- **Your instructions**
The material beneath this line should be printed exactly, with its pictures omitted.

- **Exercise inputs**
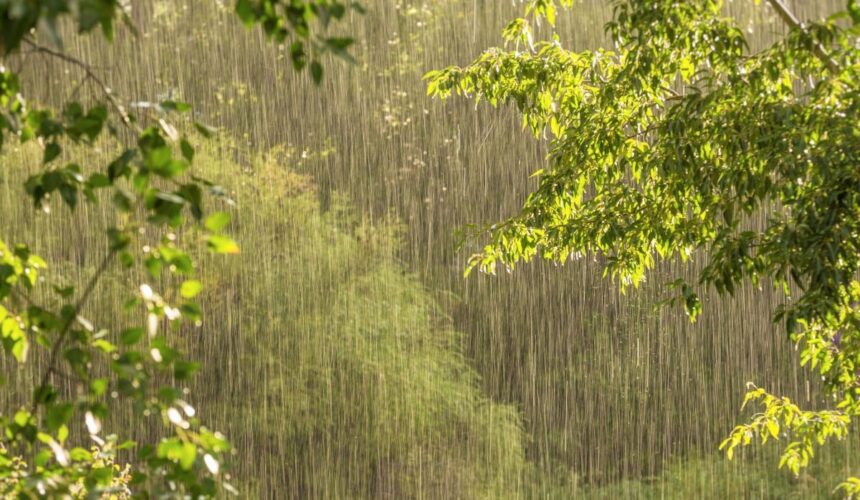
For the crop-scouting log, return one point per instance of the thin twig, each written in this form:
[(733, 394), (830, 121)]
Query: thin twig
[(58, 344), (817, 48), (90, 74)]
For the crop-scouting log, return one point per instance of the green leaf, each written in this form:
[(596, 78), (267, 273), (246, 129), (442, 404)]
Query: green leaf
[(316, 72), (190, 289), (52, 151), (217, 221), (221, 244)]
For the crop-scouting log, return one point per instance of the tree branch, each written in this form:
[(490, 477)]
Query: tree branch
[(79, 305), (792, 21), (91, 75)]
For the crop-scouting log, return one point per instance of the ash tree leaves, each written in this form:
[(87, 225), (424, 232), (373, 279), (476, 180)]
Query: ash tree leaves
[(150, 184), (291, 20), (668, 145)]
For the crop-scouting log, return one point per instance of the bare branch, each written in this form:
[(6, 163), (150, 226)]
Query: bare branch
[(90, 75)]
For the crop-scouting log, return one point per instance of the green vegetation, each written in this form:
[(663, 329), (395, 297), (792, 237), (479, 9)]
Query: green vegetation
[(340, 350), (671, 144)]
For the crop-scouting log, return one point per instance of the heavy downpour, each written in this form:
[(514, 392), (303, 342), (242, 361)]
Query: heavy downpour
[(453, 249)]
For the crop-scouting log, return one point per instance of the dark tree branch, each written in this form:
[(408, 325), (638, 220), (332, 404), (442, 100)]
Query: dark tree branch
[(91, 75), (79, 305)]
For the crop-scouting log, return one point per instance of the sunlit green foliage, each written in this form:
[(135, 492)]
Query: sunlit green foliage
[(670, 143), (350, 365), (150, 188)]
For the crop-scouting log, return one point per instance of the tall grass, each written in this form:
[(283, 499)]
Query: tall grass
[(552, 372)]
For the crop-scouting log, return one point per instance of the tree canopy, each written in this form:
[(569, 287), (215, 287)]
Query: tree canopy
[(677, 143), (152, 188)]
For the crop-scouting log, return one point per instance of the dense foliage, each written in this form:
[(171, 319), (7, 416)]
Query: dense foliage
[(673, 144), (153, 194)]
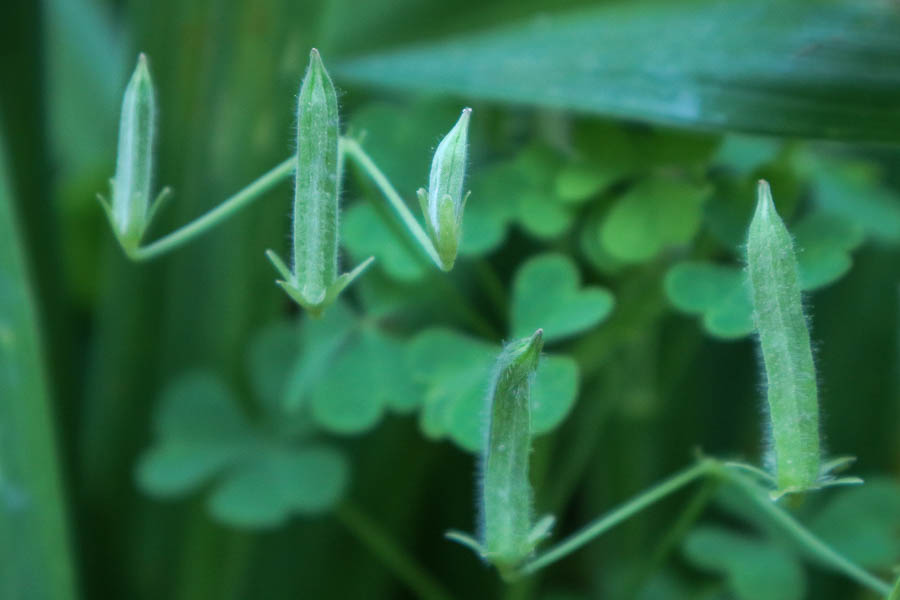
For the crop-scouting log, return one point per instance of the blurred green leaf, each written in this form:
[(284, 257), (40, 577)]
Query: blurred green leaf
[(855, 192), (745, 153), (349, 373), (278, 483), (863, 523), (754, 568), (34, 553), (546, 294), (789, 68), (652, 215), (823, 245), (454, 372), (365, 233), (718, 293), (520, 190), (715, 292)]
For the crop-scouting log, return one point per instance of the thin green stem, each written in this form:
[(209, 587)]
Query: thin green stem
[(758, 496), (352, 148), (674, 535), (393, 556), (227, 208), (611, 519), (803, 536)]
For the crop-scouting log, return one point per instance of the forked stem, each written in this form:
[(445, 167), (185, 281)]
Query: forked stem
[(757, 495), (352, 149), (393, 556), (230, 206), (613, 518)]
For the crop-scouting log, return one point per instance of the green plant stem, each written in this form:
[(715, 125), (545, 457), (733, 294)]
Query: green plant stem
[(807, 539), (352, 148), (395, 558), (181, 236), (613, 518)]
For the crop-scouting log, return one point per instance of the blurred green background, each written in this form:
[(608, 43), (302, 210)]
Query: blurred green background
[(145, 447)]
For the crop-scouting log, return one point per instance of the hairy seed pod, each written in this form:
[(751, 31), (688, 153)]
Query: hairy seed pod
[(312, 281), (506, 499), (316, 184), (130, 210), (786, 350), (443, 203)]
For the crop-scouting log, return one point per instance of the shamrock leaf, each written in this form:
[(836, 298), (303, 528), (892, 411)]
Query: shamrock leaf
[(365, 232), (521, 190), (546, 295), (754, 567), (454, 371), (201, 436), (349, 374), (854, 192), (716, 292), (278, 482), (199, 433), (824, 242), (719, 293), (654, 214)]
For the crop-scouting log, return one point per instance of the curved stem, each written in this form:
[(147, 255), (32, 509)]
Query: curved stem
[(393, 556), (218, 214), (352, 149), (806, 538), (613, 518)]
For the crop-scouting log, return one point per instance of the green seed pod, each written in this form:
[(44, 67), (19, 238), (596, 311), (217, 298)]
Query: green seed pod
[(312, 280), (786, 349), (316, 189), (443, 204), (130, 211), (507, 532)]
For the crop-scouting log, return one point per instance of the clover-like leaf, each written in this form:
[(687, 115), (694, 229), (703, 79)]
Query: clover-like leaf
[(755, 568), (349, 374), (260, 479), (854, 191), (365, 233), (454, 371), (546, 295), (519, 190), (824, 242), (863, 523), (654, 214), (716, 292), (200, 432), (279, 482)]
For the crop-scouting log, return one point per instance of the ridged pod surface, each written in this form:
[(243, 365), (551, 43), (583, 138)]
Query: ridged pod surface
[(130, 209), (786, 350), (506, 509)]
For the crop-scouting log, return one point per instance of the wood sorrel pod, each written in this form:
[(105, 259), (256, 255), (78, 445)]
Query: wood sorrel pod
[(130, 210), (312, 280), (786, 350), (443, 203), (508, 534)]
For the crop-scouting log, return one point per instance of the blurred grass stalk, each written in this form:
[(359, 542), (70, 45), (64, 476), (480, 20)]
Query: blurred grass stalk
[(34, 553)]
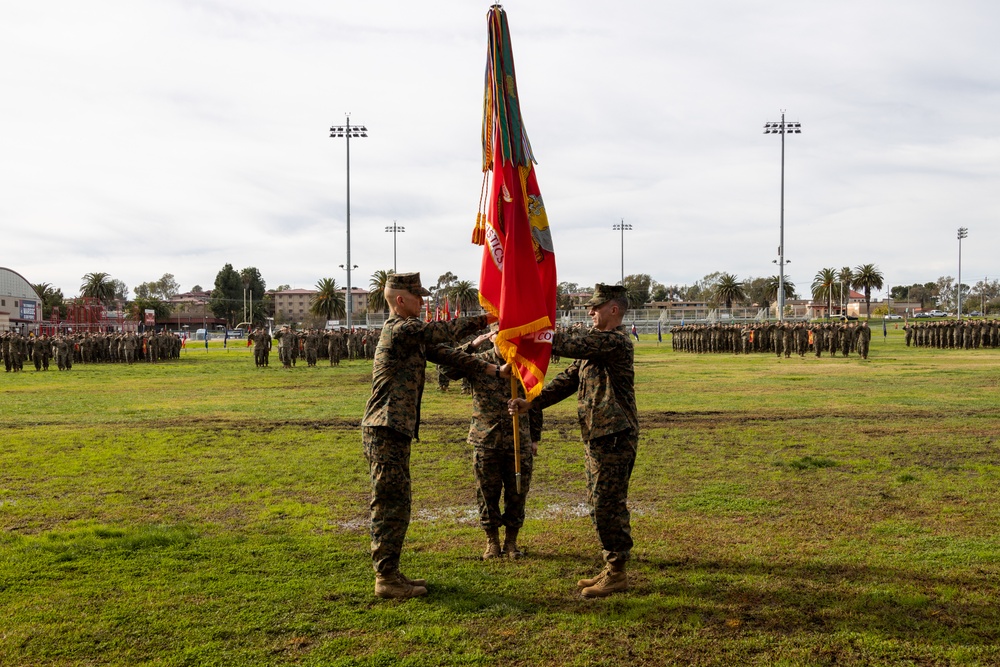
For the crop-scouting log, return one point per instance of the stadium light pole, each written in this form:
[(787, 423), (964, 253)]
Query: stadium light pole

- **Finished exercise**
For the crop-scouting log, return one point per instance of the thin twig, each written in this form:
[(733, 394), (830, 121)]
Query: thin twig
[(58, 344), (817, 48), (90, 74)]
For the crop-scouting log, return one point per instance of the green leaf, each written in this form:
[(596, 78), (267, 273), (246, 129), (442, 404)]
Query: green leaf
[(316, 72), (190, 289), (52, 151), (217, 221), (221, 244)]
For the crop-scouting log, return one point per instance of the tree branch, each written in this form:
[(490, 477)]
Query: tree branch
[(79, 305), (792, 21), (91, 75)]
For the crop-scouting log, return one point per instance of the ash tree leaves, each written in this form:
[(87, 225), (424, 232), (373, 279), (476, 180)]
Query: ash tree leaves
[(150, 184), (291, 20), (668, 145)]
For the crop-scouting log, return one point per instance of the bare branch, each written in this form:
[(6, 163), (150, 226)]
Query: bare branch
[(90, 75)]
For the crop-scouting log, return one point per instance of the green vegetation, each written in this form:
[(663, 329), (395, 297), (792, 237), (479, 9)]
Query: green vegetation
[(340, 350), (671, 144)]
For the crop-scouting log, return one point per instance of the heavy downpour, each written in this form:
[(514, 392), (303, 342), (242, 361)]
Query: heavy downpour
[(453, 249)]
For the crop-scouting log, return one point per instance of the dark tree branch, each written in this form:
[(408, 325), (638, 220), (332, 404), (442, 100)]
Query: dark tree branch
[(91, 75), (79, 305)]
For the crop-scouting log, return one point per instance of the sunlit green foliage, each written in this form:
[(135, 492)]
Query: sunlit green foliage
[(670, 143), (350, 365), (150, 188)]
For the crop-scouting log, return one point per instance of the tall grass, each written in this form:
[(283, 499)]
Query: tall grass
[(552, 372)]
For the crop-scouting log, return one point per instance of the tree canopy, each written in this form:
[(569, 287), (215, 287)]
Query: tree canopy
[(677, 143), (152, 188)]
For the crop-scouting log, return one point per instance of the dense foliage, each written in this form:
[(171, 319), (7, 416)]
Query: dense foliage
[(673, 144), (153, 194)]
For the crop-scouting log, return one point per instance of the blurred green leaf, each written in this form:
[(284, 257), (40, 577)]
Query: blurred green leaf
[(855, 192), (745, 153), (349, 373), (278, 483), (863, 523), (754, 568), (34, 553), (546, 294), (789, 68), (652, 215), (823, 245), (454, 372), (365, 233), (718, 293), (520, 190), (715, 292)]
For the crop-scouting log, return one point per instance of the thin green stem, each written in this form:
[(209, 587)]
Query: thin green stem
[(758, 496), (352, 148), (674, 535), (393, 556), (227, 208), (611, 519), (803, 536)]
For the crop-scouting log, return one point per instance of the forked stem, each written in this form:
[(445, 167), (185, 281)]
Query: forked stem
[(757, 495), (352, 149), (393, 556), (230, 206), (613, 518)]
For the crop-scouting log, return one point per instance of the green plant stem, each written in this form:
[(715, 125), (545, 457), (733, 294)]
Query: green plant stem
[(807, 539), (352, 148), (395, 558), (181, 236), (613, 518)]
For the crop-scouting log, return one point per instance of the blurred green background, each written in this form:
[(608, 43), (302, 210)]
Query: blurred green background
[(145, 447)]
For the crop-scouting log, return one point per instance of the hairy seed pod, each written in this form:
[(751, 31), (688, 153)]
Query: hairy seed pod
[(312, 281), (506, 499), (316, 184), (130, 210), (786, 350), (443, 203)]
For the crop-scouting log, return one point per instance of the shamrock leaf, each written in this form:
[(836, 298), (303, 528), (892, 411)]
Query: shamrock leaf
[(365, 232), (521, 190), (546, 295), (754, 567), (454, 371), (201, 436), (349, 374), (854, 192), (716, 292), (278, 482), (199, 433), (824, 242), (719, 293), (654, 214)]
For the crop-scouting log, return one point per instance of the curved stem, each written in this form:
[(147, 255), (32, 509)]
Query: curved stem
[(393, 556), (218, 214), (352, 149), (806, 538), (613, 518)]
For the crop-scouting log, return one point per instance of the green seed pod, each written in this form:
[(44, 67), (19, 238), (596, 311), (217, 298)]
Query: green seed pod
[(312, 280), (786, 349), (316, 189), (443, 204), (130, 211), (507, 532)]
For the crop-scouting log, return one point per instance of the clover-like leaf, each written in this form:
[(687, 115), (694, 229), (703, 79)]
Query: clover-like leaf
[(755, 568), (349, 374), (260, 479), (854, 191), (365, 233), (454, 371), (546, 295), (519, 190), (824, 242), (863, 523), (654, 214), (716, 292), (200, 432), (279, 482)]
For the crop-scouting log, return one point per instance of the ridged pod surface, each written in this form:
[(243, 365), (551, 43), (583, 138)]
Query: ridged pod surface
[(130, 209), (786, 350), (506, 509)]
For the crop-scouting log, return one point per instance of the wood sorrel pod, each written in this form:
[(105, 259), (256, 255), (78, 445)]
Query: wood sorrel pod
[(130, 210), (312, 280), (786, 350), (443, 203), (508, 534)]
For the crop-scouting log, return one point per instance of the blurred grass stalk, each written in this form:
[(359, 542), (70, 45), (64, 476), (480, 20)]
Query: blurred grass stalk
[(34, 553)]
For the crop-scouting log, return one point per instance of the stadium light pole, each written in this form:
[(787, 423), (964, 253)]
Query: stadium light pole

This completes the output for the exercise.